• [PROBLEM DETAILS] Quote the data below in full, minus the images.

• [RECORDS TO PROCESS]
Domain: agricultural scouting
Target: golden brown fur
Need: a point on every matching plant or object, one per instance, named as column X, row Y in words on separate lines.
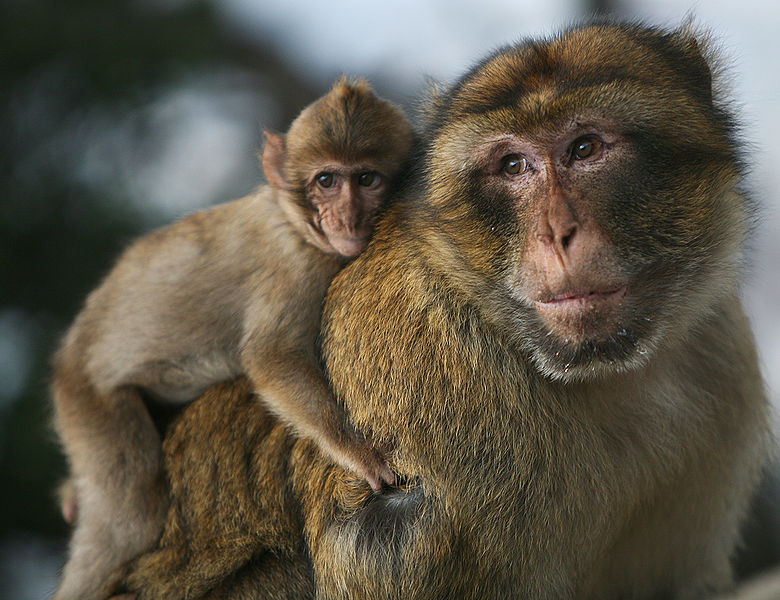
column 539, row 459
column 236, row 289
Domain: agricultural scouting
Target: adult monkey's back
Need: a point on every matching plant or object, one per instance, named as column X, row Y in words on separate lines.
column 549, row 335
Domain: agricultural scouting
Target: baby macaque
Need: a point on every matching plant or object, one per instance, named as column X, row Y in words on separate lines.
column 236, row 289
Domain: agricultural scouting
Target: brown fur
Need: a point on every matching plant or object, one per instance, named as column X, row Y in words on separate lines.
column 620, row 471
column 233, row 290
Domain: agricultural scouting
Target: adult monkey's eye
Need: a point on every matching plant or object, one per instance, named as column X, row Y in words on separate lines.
column 514, row 164
column 368, row 178
column 325, row 180
column 585, row 147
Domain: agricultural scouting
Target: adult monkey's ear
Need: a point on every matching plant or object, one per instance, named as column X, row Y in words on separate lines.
column 274, row 157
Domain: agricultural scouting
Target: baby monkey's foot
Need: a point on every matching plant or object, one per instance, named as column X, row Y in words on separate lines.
column 374, row 468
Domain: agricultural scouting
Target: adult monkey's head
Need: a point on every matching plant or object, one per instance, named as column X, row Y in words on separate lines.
column 593, row 179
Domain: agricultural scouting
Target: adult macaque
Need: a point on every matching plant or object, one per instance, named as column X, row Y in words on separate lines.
column 236, row 289
column 568, row 371
column 547, row 334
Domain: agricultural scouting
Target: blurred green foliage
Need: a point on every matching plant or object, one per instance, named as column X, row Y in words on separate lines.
column 61, row 63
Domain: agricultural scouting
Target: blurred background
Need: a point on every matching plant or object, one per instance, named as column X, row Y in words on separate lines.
column 117, row 117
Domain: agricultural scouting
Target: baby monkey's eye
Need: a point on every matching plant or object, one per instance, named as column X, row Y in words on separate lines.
column 368, row 178
column 326, row 180
column 585, row 147
column 514, row 164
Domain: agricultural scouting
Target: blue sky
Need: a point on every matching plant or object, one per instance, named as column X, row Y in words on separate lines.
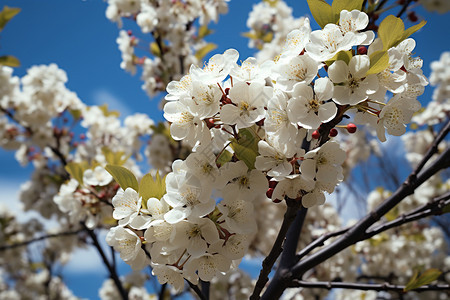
column 76, row 35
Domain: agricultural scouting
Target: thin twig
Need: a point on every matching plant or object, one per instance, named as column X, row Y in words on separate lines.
column 44, row 237
column 269, row 261
column 112, row 271
column 197, row 290
column 367, row 286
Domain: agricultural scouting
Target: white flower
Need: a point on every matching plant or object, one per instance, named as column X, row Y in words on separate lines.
column 185, row 122
column 217, row 68
column 250, row 71
column 242, row 182
column 310, row 110
column 356, row 21
column 297, row 39
column 97, row 177
column 357, row 85
column 128, row 244
column 397, row 112
column 277, row 123
column 292, row 186
column 248, row 104
column 209, row 265
column 275, row 160
column 195, row 235
column 126, row 205
column 324, row 163
column 187, row 196
column 327, row 42
column 238, row 215
column 289, row 71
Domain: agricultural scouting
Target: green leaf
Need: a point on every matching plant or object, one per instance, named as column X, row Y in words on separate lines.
column 154, row 49
column 391, row 31
column 345, row 56
column 150, row 187
column 10, row 61
column 123, row 177
column 379, row 61
column 7, row 14
column 427, row 277
column 224, row 157
column 246, row 147
column 202, row 52
column 76, row 113
column 340, row 5
column 322, row 12
column 204, row 31
column 76, row 170
column 114, row 158
column 413, row 29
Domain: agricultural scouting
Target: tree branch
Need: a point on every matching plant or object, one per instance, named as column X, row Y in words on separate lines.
column 357, row 232
column 44, row 237
column 197, row 290
column 367, row 286
column 112, row 271
column 269, row 261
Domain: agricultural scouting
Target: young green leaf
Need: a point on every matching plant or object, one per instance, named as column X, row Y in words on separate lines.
column 246, row 147
column 340, row 5
column 391, row 31
column 322, row 12
column 76, row 170
column 7, row 14
column 427, row 277
column 202, row 52
column 379, row 61
column 123, row 177
column 150, row 187
column 9, row 61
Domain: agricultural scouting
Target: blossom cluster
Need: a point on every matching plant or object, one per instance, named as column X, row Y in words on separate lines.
column 177, row 42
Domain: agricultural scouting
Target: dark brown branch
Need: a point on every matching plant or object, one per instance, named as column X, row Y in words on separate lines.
column 49, row 236
column 197, row 290
column 404, row 8
column 269, row 261
column 357, row 232
column 367, row 286
column 112, row 271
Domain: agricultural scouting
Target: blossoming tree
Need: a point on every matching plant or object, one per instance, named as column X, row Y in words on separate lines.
column 243, row 163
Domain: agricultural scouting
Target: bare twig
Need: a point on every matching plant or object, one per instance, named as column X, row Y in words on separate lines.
column 44, row 237
column 269, row 261
column 367, row 286
column 112, row 271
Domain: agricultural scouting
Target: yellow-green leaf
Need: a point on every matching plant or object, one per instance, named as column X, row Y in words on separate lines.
column 150, row 187
column 204, row 31
column 107, row 112
column 268, row 37
column 340, row 5
column 427, row 277
column 246, row 147
column 123, row 177
column 10, row 61
column 7, row 14
column 379, row 61
column 202, row 52
column 345, row 56
column 224, row 157
column 114, row 158
column 76, row 170
column 322, row 12
column 76, row 113
column 154, row 49
column 391, row 31
column 413, row 29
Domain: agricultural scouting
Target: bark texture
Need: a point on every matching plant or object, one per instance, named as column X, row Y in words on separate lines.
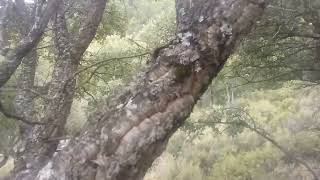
column 38, row 147
column 126, row 134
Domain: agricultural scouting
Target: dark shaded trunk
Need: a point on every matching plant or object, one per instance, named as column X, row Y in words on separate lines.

• [RESPONSE AREA]
Domain: agricultural scouting
Target: golden brown fur
Need: a point on every matching plant or object, one per instance, named as column X, row Y in words on separate lines.
column 539, row 459
column 236, row 289
Domain: agricultural scouting
Target: adult monkey's back
Need: a point on every matching plant or object, one per instance, named as column X, row Y in words on separate lines.
column 549, row 335
Domain: agricultural scouting
Target: baby macaque
Need: a point on every matching plant or object, one per instance, named as column X, row Y in words on separate lines.
column 236, row 289
Domain: agricultural scouting
Target: brown fur
Need: a point on every matching plant or object, one per instance, named as column X, row Y in words on separate lines.
column 620, row 471
column 233, row 290
Domain: agricultural scouting
Target: adult monkey's eye
Need: a point on every matching plant or object, one per instance, named as column X, row Y in words on separate lines.
column 514, row 164
column 368, row 178
column 325, row 180
column 585, row 147
Domain: agricultural scouting
Target: adult monkey's ear
Need: a point on every matching plant or object, one per instance, named as column X, row Y in words on separate lines.
column 274, row 157
Domain: agricultural scouting
Target: baby monkey's foot
Need: a point on every matching plant or object, one per instance, named as column X, row Y in words on separate lines.
column 374, row 468
Domain: agricultural scouting
Target: adult monkey's head
Need: a point on every matching plant or object, one per instance, named as column X, row Y in words on separate lines.
column 593, row 179
Domain: agricultural scouting
Target: adult macaque
Need: a point on every matching plant or object, one per instance, named as column X, row Y in words on separate lines.
column 236, row 289
column 568, row 371
column 547, row 334
Domain: agricultural scouting
Target: blurred green foliage
Need: a point on every matching plant or object, one per instance, named as column X, row Y in words on separate lines.
column 61, row 63
Domain: agricultural scouting
Target: blurred background
Need: a point on every matching plant or object, one per instance, named as column X, row Y in words on separate lines.
column 117, row 117
Domain: agricultural scouting
Target: baby monkey's eye
Need: a point on every matching plant or object, one per instance, named as column X, row Y in words on separate lines.
column 368, row 178
column 326, row 180
column 585, row 147
column 514, row 164
Domain: agricultural scouting
Target: blue sky
Need: a point on every matching plant or object, one per instance, named as column X, row Y in words on separate lines.
column 76, row 35
Domain: agricultural scouting
Target: thin twig
Need: a point on every matching plant or object, one per instance, named as column X, row Y in words on separate lines.
column 44, row 237
column 269, row 261
column 112, row 271
column 197, row 290
column 367, row 286
Domain: agricultural scouting
Target: white flower
Need: a point on every matching plant or object, one per instance, named as column X, row Y in words on separate lines.
column 185, row 122
column 217, row 68
column 250, row 71
column 242, row 182
column 310, row 110
column 356, row 21
column 297, row 39
column 97, row 177
column 357, row 85
column 128, row 244
column 397, row 112
column 277, row 123
column 292, row 186
column 248, row 104
column 209, row 265
column 275, row 160
column 195, row 235
column 126, row 205
column 324, row 163
column 187, row 196
column 327, row 42
column 238, row 215
column 289, row 71
Domain: agricultural scouting
Target: green leaf
Need: a point on every matching plant or object, one per instance, named as column X, row Y in words on separate lines.
column 154, row 49
column 391, row 31
column 345, row 56
column 150, row 187
column 10, row 61
column 123, row 177
column 379, row 61
column 7, row 14
column 427, row 277
column 224, row 157
column 246, row 147
column 202, row 52
column 76, row 113
column 340, row 5
column 322, row 12
column 204, row 31
column 76, row 170
column 114, row 158
column 413, row 29
Domain: agricultural scouting
Target: tree branch
Need: a point on every matching plant or object, one per instance, named as column X, row Y in words on separate lines.
column 357, row 232
column 44, row 237
column 197, row 290
column 367, row 286
column 112, row 271
column 269, row 261
Domain: agricultural scouting
Target: young green leaf
Need: a point on every matching plant or object, one per instance, named as column X, row Y in words on separate lines.
column 246, row 147
column 340, row 5
column 391, row 31
column 322, row 12
column 76, row 170
column 7, row 14
column 427, row 277
column 202, row 52
column 379, row 61
column 123, row 177
column 150, row 187
column 9, row 61
Domain: agricultural scouting
Target: blossom cluster
Need: a point on every matching plant or object, one per instance, named as column X, row Y in words on separate lines.
column 177, row 42
Domain: agricultural scouting
Target: dark brown branch
Need: a point on every matching plant or object, one per instance, named as column X, row Y in words on separate lines.
column 49, row 236
column 197, row 290
column 404, row 8
column 269, row 261
column 357, row 232
column 367, row 286
column 112, row 271
Domain: agricultural scouting
Target: blossoming tree
Need: a point on every matching plant or object, one per instance, named as column X, row Y in words on separate lines.
column 243, row 163
Domain: agricultural scouting
Target: bare twig
Need: a point on every matching plant or object, one per instance, named as column X, row Y in words on separate lines.
column 44, row 237
column 269, row 261
column 367, row 286
column 112, row 271
Domain: agricultural scouting
Target: yellow-green leaf
Need: a point on every matching plant or object, one per instance, named as column X, row Y in words on separate lines.
column 150, row 187
column 204, row 31
column 107, row 112
column 268, row 37
column 340, row 5
column 427, row 277
column 246, row 147
column 123, row 177
column 10, row 61
column 7, row 14
column 379, row 61
column 202, row 52
column 345, row 56
column 224, row 157
column 114, row 158
column 76, row 170
column 322, row 12
column 76, row 113
column 154, row 49
column 391, row 31
column 413, row 29
Domain: agricultural scouting
Target: bark texture
Need: a point on every matching plant or object, one per instance, named as column X, row Y in words on separate lines.
column 38, row 147
column 126, row 134
Domain: agricultural scouting
Target: dark shaded trunk
Need: a point on every matching plant or object, one per instance, named as column X, row Y in words on separate lines.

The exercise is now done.